WHAT TO PRODUCE: Bring together every line in the data that includes "chrome".

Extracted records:
* * * * *

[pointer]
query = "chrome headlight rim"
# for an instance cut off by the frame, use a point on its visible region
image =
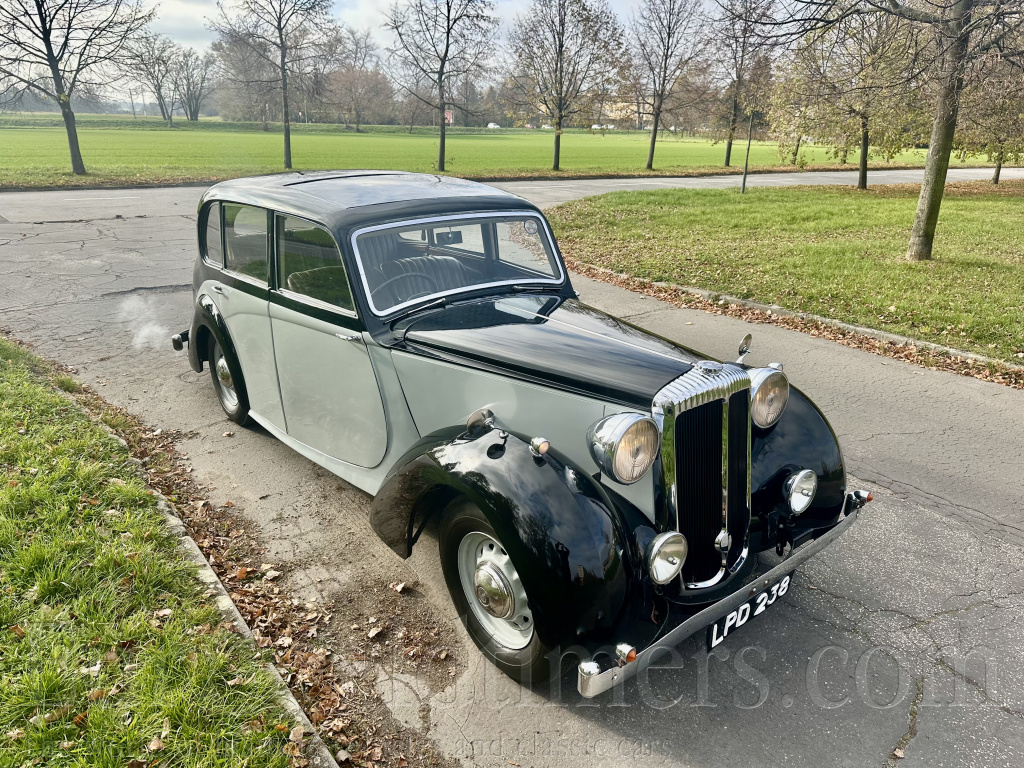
(604, 439)
(760, 377)
(658, 552)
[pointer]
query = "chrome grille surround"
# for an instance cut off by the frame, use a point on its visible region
(706, 382)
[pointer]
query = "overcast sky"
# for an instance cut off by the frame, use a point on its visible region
(184, 20)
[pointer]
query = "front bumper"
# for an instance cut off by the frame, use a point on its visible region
(592, 680)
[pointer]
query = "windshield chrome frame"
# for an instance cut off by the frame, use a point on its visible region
(456, 217)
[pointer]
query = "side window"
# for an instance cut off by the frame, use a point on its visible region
(245, 241)
(211, 243)
(308, 262)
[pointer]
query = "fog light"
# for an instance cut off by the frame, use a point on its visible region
(800, 489)
(666, 555)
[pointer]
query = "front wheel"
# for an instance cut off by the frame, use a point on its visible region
(488, 595)
(229, 386)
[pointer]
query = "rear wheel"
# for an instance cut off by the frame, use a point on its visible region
(489, 596)
(230, 388)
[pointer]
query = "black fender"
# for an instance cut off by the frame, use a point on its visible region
(207, 322)
(564, 535)
(803, 438)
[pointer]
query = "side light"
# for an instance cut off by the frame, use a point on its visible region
(800, 488)
(666, 555)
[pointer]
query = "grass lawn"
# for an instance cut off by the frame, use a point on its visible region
(109, 655)
(832, 251)
(118, 152)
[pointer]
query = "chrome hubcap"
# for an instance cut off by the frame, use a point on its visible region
(494, 590)
(227, 393)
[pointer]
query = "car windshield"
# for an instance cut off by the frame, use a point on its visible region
(402, 264)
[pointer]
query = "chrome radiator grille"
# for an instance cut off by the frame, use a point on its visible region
(706, 450)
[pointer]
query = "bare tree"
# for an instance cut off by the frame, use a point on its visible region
(852, 85)
(738, 31)
(439, 42)
(668, 38)
(153, 62)
(962, 31)
(564, 52)
(279, 31)
(194, 81)
(54, 48)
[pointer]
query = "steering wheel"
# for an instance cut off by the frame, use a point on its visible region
(407, 275)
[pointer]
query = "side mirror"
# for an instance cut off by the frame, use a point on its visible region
(744, 347)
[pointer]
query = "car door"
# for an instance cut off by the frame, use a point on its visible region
(241, 296)
(329, 390)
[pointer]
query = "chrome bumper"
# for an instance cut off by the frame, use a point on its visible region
(591, 681)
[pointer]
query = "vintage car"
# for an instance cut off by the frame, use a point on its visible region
(599, 493)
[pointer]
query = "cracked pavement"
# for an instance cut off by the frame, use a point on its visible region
(905, 634)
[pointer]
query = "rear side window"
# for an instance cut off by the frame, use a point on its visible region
(211, 244)
(308, 262)
(246, 241)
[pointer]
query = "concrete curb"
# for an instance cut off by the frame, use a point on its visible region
(783, 312)
(317, 752)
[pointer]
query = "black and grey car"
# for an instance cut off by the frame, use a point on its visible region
(598, 492)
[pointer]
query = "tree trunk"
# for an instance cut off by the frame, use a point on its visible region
(862, 175)
(440, 143)
(941, 144)
(653, 138)
(558, 144)
(733, 118)
(284, 100)
(77, 164)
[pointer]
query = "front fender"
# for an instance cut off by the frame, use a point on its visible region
(802, 439)
(563, 532)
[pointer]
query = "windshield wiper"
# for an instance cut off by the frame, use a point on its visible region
(436, 303)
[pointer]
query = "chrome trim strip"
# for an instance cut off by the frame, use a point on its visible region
(591, 682)
(706, 382)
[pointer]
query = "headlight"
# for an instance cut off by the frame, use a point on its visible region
(769, 393)
(666, 555)
(625, 445)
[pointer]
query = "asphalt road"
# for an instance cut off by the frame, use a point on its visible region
(905, 633)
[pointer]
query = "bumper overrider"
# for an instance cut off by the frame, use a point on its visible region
(596, 677)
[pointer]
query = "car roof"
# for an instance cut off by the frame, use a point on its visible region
(354, 197)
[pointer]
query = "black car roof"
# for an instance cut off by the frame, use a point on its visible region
(342, 199)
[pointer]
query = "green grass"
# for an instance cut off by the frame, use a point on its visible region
(119, 151)
(85, 564)
(833, 251)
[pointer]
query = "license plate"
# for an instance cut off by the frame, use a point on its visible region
(744, 613)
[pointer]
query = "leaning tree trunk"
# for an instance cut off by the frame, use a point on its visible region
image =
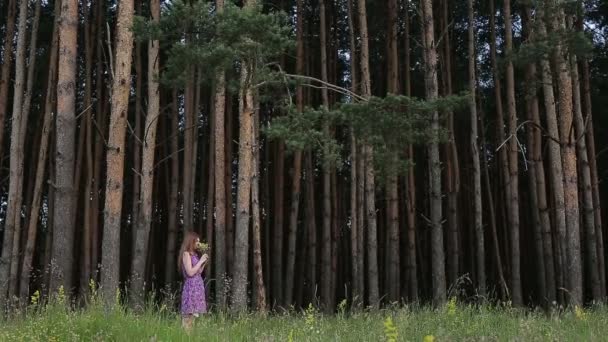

* * * * *

YOUR RESPONSE:
query = "chrome headlight rim"
query = "chrome grille surround"
query = "windshield chrome frame"
query = "chrome hubcap"
query = "chrome radiator grille"
query = "chrome bumper"
query = "chrome trim strip"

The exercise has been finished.